> Task description
In the material below, find every line containing the string "cloud" and copy each one.

Dataset excerpts on pointing to objects
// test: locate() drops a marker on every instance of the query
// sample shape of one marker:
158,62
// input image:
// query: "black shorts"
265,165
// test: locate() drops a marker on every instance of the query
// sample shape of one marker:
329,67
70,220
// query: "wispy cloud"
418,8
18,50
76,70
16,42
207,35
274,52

--

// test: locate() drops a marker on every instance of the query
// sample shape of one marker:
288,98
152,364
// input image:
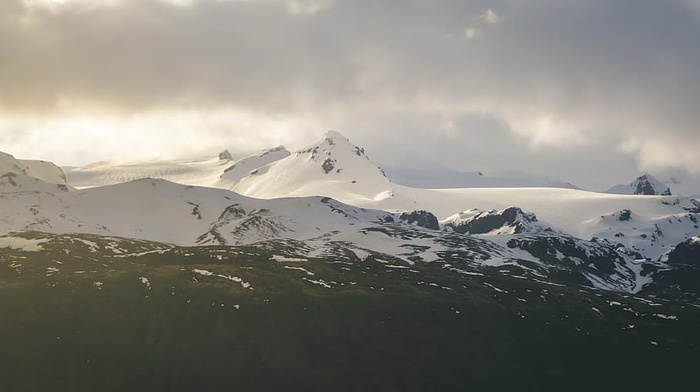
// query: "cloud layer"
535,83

> Solution for this problem
// query: "wispy cloud"
// query: "cloud layer"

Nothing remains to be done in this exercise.